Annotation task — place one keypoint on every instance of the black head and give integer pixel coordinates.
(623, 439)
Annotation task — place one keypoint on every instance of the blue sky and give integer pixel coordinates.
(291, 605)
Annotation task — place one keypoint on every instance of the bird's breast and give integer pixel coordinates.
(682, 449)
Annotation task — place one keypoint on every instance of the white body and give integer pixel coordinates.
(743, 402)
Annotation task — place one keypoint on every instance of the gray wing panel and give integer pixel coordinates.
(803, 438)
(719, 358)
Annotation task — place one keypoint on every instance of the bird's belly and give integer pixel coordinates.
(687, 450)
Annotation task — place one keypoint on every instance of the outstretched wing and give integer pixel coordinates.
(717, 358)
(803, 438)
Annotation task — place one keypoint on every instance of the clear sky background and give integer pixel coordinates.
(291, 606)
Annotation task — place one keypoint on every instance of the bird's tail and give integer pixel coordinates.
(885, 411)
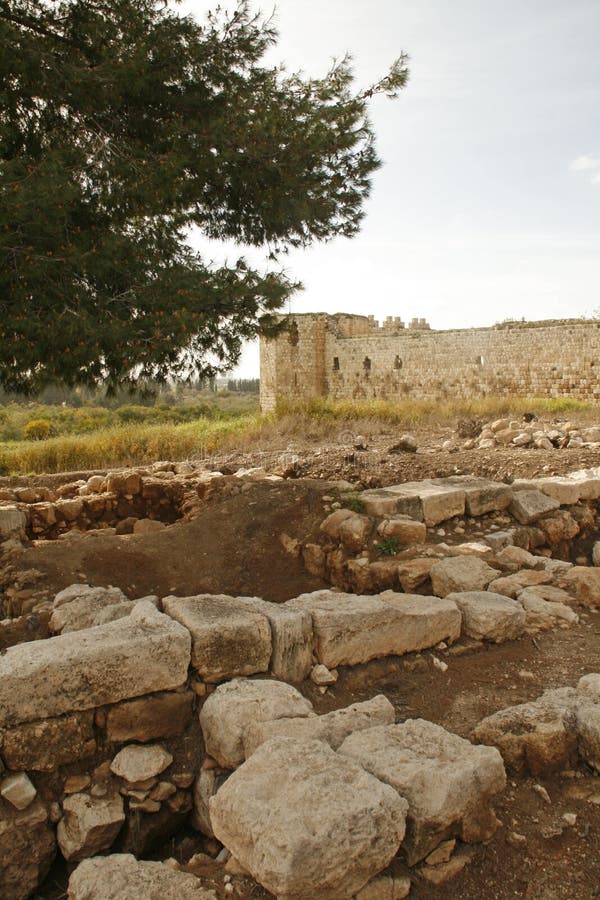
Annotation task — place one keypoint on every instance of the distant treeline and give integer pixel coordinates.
(146, 393)
(243, 385)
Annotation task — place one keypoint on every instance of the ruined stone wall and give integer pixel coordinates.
(352, 357)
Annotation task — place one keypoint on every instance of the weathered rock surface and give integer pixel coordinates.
(148, 718)
(564, 490)
(448, 782)
(332, 728)
(89, 825)
(135, 763)
(307, 822)
(93, 667)
(234, 706)
(228, 639)
(43, 746)
(27, 850)
(489, 616)
(481, 496)
(460, 573)
(12, 521)
(512, 585)
(529, 506)
(18, 790)
(546, 734)
(407, 531)
(121, 876)
(540, 614)
(206, 786)
(291, 638)
(78, 606)
(350, 629)
(584, 583)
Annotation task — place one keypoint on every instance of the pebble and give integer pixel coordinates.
(542, 792)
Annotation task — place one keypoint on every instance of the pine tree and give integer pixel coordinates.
(122, 126)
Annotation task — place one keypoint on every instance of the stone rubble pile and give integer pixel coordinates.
(393, 541)
(132, 501)
(549, 734)
(532, 434)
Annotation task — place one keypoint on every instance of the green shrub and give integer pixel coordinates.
(37, 430)
(389, 546)
(354, 503)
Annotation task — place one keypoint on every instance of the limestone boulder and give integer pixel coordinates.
(12, 521)
(565, 490)
(413, 573)
(89, 825)
(121, 876)
(206, 786)
(488, 616)
(528, 506)
(228, 639)
(538, 736)
(291, 638)
(355, 532)
(144, 719)
(481, 495)
(46, 745)
(137, 763)
(332, 524)
(448, 782)
(588, 733)
(79, 606)
(93, 667)
(513, 559)
(18, 790)
(27, 850)
(583, 583)
(512, 585)
(307, 822)
(540, 614)
(406, 530)
(333, 728)
(235, 705)
(460, 573)
(350, 629)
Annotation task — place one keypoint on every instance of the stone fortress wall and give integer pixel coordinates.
(350, 357)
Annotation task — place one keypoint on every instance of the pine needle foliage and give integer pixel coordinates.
(123, 126)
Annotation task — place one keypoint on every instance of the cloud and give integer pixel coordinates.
(587, 163)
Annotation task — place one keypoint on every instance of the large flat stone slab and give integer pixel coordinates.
(481, 495)
(565, 490)
(44, 746)
(291, 638)
(460, 573)
(447, 781)
(490, 617)
(140, 654)
(350, 629)
(121, 876)
(306, 822)
(546, 735)
(528, 506)
(235, 705)
(333, 728)
(431, 502)
(228, 638)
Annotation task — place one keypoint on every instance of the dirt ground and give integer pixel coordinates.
(233, 546)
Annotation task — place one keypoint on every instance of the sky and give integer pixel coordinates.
(487, 206)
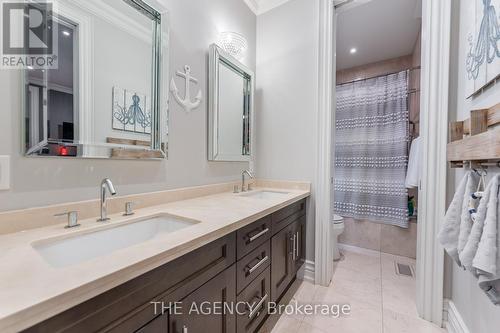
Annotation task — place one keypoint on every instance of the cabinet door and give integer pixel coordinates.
(282, 265)
(298, 247)
(203, 310)
(157, 325)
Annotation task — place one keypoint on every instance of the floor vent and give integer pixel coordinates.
(404, 270)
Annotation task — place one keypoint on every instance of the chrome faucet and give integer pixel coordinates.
(106, 184)
(246, 172)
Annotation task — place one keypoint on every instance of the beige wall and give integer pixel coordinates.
(194, 25)
(287, 96)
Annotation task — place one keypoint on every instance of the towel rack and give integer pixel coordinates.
(475, 140)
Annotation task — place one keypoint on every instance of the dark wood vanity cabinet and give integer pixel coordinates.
(203, 310)
(288, 252)
(254, 265)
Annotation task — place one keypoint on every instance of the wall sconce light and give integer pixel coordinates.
(233, 43)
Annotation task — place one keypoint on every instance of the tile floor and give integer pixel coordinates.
(381, 301)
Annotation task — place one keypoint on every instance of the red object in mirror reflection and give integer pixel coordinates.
(63, 151)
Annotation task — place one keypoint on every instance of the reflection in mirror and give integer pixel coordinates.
(231, 108)
(104, 98)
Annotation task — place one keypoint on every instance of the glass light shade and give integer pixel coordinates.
(233, 43)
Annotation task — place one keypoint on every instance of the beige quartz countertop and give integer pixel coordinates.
(31, 290)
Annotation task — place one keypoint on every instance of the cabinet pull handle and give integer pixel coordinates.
(257, 265)
(260, 234)
(298, 242)
(256, 308)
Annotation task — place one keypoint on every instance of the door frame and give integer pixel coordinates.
(324, 241)
(436, 45)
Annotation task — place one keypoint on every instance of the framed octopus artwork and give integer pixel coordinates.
(131, 111)
(483, 49)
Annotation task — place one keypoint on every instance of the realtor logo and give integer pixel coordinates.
(28, 35)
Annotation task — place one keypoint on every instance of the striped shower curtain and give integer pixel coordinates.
(371, 150)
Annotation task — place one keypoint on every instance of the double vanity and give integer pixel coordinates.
(208, 263)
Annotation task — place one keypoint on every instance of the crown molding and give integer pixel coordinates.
(259, 7)
(253, 5)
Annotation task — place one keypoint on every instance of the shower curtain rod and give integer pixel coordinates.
(382, 75)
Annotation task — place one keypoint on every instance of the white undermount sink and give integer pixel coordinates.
(86, 246)
(265, 195)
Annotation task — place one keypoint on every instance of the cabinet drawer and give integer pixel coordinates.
(258, 295)
(250, 237)
(287, 215)
(252, 265)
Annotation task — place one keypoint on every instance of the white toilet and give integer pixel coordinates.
(338, 229)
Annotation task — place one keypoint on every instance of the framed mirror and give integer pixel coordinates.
(107, 96)
(230, 111)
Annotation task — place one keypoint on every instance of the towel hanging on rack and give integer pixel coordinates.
(487, 258)
(486, 211)
(451, 236)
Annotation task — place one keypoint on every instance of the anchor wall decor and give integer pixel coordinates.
(186, 102)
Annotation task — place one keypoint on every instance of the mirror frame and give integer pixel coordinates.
(217, 54)
(160, 51)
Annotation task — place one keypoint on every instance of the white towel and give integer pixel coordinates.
(487, 258)
(458, 210)
(414, 164)
(485, 211)
(466, 219)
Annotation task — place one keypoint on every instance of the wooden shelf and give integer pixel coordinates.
(474, 139)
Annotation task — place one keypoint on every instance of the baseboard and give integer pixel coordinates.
(453, 321)
(306, 272)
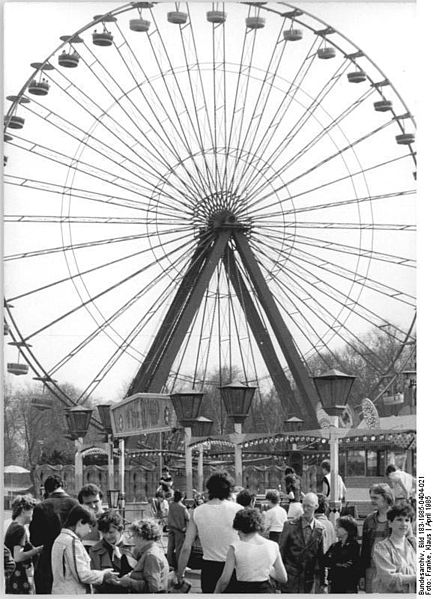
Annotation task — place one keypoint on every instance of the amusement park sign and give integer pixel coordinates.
(143, 413)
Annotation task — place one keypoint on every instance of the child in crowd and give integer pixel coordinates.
(255, 558)
(342, 558)
(275, 517)
(72, 574)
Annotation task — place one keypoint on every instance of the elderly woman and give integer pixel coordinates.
(107, 552)
(395, 557)
(213, 523)
(375, 529)
(150, 574)
(17, 541)
(70, 561)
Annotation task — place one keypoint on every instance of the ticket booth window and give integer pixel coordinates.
(355, 462)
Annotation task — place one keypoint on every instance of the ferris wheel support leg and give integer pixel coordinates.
(78, 464)
(307, 408)
(261, 335)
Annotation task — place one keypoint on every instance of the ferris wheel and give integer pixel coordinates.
(194, 188)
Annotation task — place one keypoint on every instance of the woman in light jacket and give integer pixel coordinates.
(70, 562)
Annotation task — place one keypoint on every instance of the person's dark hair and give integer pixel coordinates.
(273, 496)
(403, 509)
(384, 490)
(88, 491)
(22, 503)
(80, 513)
(248, 520)
(349, 524)
(220, 485)
(52, 482)
(326, 465)
(148, 529)
(178, 496)
(323, 504)
(109, 518)
(245, 497)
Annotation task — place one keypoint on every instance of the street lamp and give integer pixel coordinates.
(113, 498)
(187, 406)
(104, 411)
(293, 424)
(202, 427)
(333, 388)
(237, 399)
(78, 420)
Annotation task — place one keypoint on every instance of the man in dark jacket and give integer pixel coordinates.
(47, 522)
(301, 548)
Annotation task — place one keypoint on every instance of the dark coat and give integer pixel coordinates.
(344, 566)
(303, 561)
(47, 522)
(101, 558)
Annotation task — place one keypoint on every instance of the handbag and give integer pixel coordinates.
(349, 510)
(195, 561)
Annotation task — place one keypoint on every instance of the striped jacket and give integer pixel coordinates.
(71, 566)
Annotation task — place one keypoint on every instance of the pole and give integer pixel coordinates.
(334, 503)
(78, 464)
(238, 455)
(109, 448)
(122, 477)
(188, 461)
(200, 470)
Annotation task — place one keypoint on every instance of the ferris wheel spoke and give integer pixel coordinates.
(251, 122)
(364, 280)
(99, 295)
(337, 154)
(333, 292)
(141, 172)
(100, 266)
(85, 168)
(179, 107)
(322, 314)
(304, 118)
(284, 106)
(312, 143)
(328, 183)
(321, 287)
(333, 225)
(141, 117)
(330, 205)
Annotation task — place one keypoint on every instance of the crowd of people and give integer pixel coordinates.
(64, 545)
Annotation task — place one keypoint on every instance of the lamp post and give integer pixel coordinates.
(333, 388)
(187, 406)
(202, 427)
(104, 411)
(113, 498)
(78, 420)
(237, 399)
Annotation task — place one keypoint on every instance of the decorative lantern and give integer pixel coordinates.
(187, 406)
(237, 399)
(78, 420)
(113, 498)
(293, 424)
(104, 411)
(333, 388)
(202, 427)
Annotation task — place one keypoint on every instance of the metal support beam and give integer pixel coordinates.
(261, 335)
(144, 376)
(284, 338)
(190, 308)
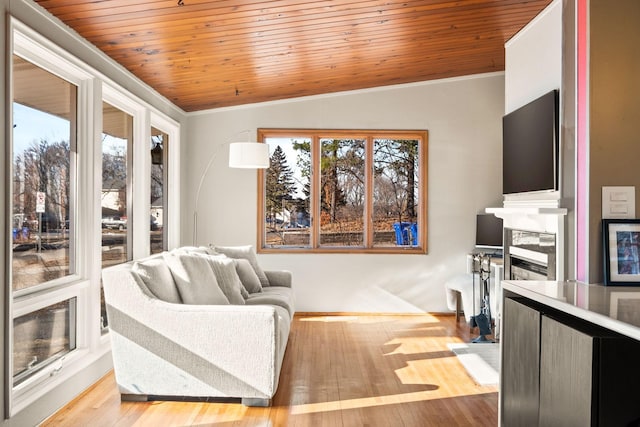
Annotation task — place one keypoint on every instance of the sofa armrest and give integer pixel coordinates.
(279, 278)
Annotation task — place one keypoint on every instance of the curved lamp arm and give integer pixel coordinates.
(245, 155)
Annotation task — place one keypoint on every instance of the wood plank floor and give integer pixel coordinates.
(342, 370)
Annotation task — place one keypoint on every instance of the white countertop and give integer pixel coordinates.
(613, 307)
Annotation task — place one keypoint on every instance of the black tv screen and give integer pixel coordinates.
(488, 231)
(530, 146)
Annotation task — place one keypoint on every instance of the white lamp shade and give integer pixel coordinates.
(248, 155)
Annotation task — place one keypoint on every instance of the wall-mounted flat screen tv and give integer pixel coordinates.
(488, 231)
(530, 144)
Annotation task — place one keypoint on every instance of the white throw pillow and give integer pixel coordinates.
(225, 271)
(245, 252)
(155, 274)
(195, 279)
(248, 276)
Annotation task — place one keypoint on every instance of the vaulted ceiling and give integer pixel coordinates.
(203, 54)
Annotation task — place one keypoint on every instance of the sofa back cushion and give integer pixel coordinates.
(195, 279)
(245, 252)
(225, 271)
(155, 274)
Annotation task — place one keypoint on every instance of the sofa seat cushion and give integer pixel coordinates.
(274, 295)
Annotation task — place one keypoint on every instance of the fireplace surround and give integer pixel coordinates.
(534, 242)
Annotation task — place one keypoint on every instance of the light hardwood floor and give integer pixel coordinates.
(339, 370)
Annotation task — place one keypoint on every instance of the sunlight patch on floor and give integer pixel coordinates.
(367, 402)
(329, 319)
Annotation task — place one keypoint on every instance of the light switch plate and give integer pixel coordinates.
(619, 202)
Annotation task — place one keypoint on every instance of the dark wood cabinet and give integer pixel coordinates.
(520, 364)
(560, 371)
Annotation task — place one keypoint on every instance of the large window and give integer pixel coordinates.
(78, 152)
(44, 117)
(42, 215)
(344, 190)
(158, 212)
(117, 143)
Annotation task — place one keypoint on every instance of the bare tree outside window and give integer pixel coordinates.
(344, 190)
(43, 220)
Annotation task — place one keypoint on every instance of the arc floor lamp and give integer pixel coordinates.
(243, 155)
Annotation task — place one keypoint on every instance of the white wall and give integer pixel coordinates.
(533, 58)
(463, 117)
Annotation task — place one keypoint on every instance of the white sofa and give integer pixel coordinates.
(167, 345)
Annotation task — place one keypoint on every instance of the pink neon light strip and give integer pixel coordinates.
(582, 147)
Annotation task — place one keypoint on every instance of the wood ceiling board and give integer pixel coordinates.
(197, 55)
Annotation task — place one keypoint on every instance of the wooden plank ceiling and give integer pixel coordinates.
(203, 54)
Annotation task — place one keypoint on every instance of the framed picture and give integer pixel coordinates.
(621, 239)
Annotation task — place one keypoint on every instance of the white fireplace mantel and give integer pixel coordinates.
(537, 219)
(531, 218)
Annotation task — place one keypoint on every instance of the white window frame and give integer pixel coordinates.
(32, 47)
(85, 284)
(171, 187)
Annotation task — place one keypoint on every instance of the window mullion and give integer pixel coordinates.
(368, 188)
(315, 191)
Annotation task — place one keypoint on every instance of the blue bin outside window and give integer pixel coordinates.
(406, 233)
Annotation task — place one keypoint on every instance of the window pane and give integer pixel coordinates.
(395, 192)
(117, 138)
(287, 188)
(342, 192)
(41, 337)
(159, 145)
(44, 115)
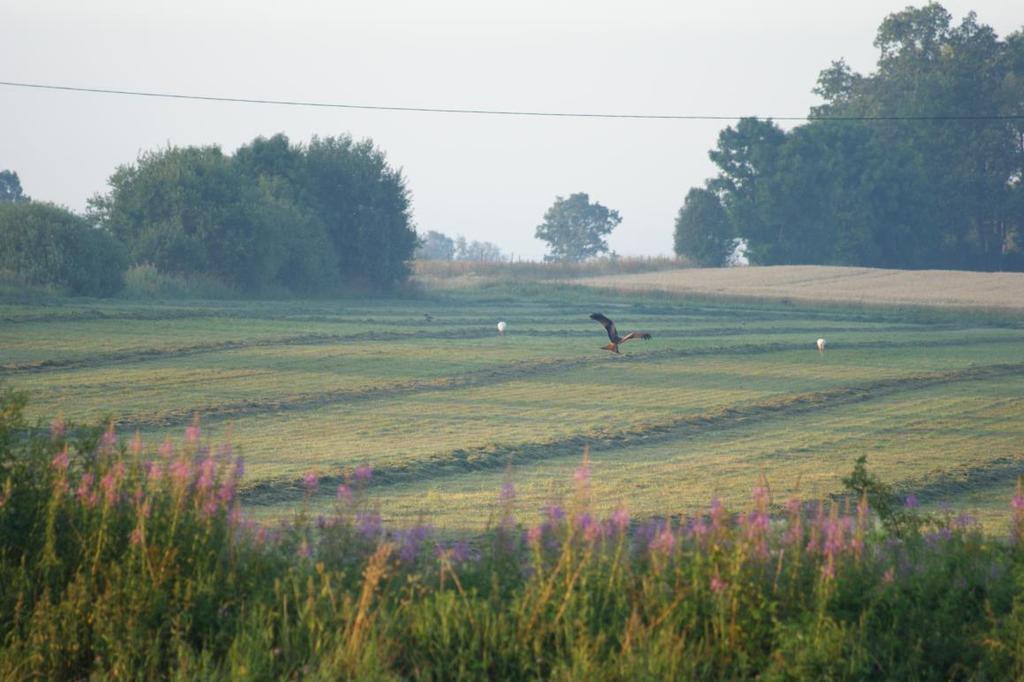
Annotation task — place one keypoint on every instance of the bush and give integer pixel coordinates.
(45, 245)
(119, 560)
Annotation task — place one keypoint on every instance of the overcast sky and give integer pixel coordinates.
(488, 178)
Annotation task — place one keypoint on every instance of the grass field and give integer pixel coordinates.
(870, 286)
(445, 411)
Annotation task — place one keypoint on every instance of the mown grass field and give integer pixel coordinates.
(445, 411)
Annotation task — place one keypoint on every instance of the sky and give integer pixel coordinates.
(487, 178)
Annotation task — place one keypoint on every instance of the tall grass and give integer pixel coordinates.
(126, 560)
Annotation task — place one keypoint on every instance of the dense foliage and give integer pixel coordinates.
(304, 218)
(920, 164)
(120, 560)
(576, 229)
(704, 231)
(46, 245)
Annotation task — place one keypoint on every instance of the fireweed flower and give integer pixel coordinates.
(717, 585)
(110, 438)
(154, 472)
(718, 514)
(534, 535)
(207, 470)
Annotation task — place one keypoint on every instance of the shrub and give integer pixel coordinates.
(45, 245)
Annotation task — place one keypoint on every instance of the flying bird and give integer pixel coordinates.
(609, 327)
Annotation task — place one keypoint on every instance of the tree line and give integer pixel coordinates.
(901, 168)
(272, 216)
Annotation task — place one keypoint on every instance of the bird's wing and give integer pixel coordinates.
(635, 335)
(609, 326)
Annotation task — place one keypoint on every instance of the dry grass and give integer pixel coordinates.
(817, 283)
(463, 274)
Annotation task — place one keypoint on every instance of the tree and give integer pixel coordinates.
(10, 187)
(365, 206)
(934, 180)
(435, 246)
(304, 217)
(576, 229)
(47, 245)
(704, 231)
(188, 210)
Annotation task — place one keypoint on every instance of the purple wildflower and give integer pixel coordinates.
(534, 535)
(110, 437)
(57, 428)
(85, 493)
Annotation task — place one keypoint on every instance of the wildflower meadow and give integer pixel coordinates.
(132, 560)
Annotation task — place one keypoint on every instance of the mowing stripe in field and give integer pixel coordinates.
(281, 401)
(496, 457)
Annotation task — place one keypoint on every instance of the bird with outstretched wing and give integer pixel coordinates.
(609, 327)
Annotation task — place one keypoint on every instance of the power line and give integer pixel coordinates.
(496, 112)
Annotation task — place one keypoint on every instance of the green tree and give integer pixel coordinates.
(10, 187)
(187, 210)
(43, 244)
(934, 180)
(704, 231)
(365, 205)
(576, 229)
(435, 246)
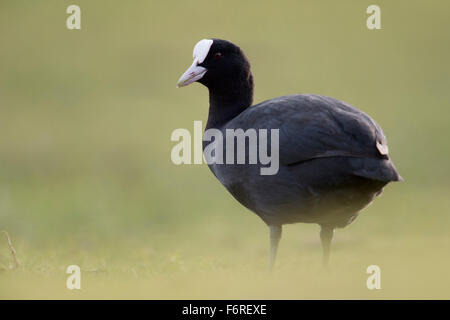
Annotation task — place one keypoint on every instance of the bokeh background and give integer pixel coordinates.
(85, 171)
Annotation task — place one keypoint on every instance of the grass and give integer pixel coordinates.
(85, 171)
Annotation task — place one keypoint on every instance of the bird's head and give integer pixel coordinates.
(219, 65)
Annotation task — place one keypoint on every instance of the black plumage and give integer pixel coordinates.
(333, 157)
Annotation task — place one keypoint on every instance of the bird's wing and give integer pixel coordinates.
(313, 126)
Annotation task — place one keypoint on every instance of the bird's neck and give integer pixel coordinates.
(228, 101)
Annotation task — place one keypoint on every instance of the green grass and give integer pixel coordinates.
(85, 170)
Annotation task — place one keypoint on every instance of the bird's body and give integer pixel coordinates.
(333, 158)
(330, 166)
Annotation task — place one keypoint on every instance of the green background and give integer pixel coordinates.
(85, 171)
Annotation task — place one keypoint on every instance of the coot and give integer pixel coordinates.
(333, 158)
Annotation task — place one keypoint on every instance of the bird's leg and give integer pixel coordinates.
(275, 236)
(326, 235)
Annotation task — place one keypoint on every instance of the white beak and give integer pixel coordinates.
(194, 73)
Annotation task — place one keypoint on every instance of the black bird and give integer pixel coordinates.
(333, 158)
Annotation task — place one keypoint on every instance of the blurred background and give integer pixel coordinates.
(85, 171)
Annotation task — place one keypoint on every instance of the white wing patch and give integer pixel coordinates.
(382, 148)
(201, 50)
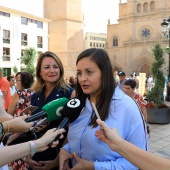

- PROBLEM TO WORK ON
Nothing but the lines from the line containing "patch and give integer pixel coordinates." through the last line of the records above should be written out, exactly and without the pictures.

- ANSWER
Annotation task — place one keypoint on every instance of the white wing patch and give integer pixel coordinates.
(382, 148)
(201, 50)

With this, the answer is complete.